» **Stored data entries**
________________________
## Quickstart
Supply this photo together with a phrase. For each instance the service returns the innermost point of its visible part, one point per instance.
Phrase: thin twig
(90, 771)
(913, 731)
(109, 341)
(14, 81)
________________________
» **Required work**
Restate the data word for word, leaving nothing out.

» **Completed task**
## Quickstart
Supply this photo together with a phrase. For each instance the service returns the innermost point of its visible part, one point per instance.
Phrase: thin twig
(90, 771)
(913, 731)
(109, 341)
(14, 81)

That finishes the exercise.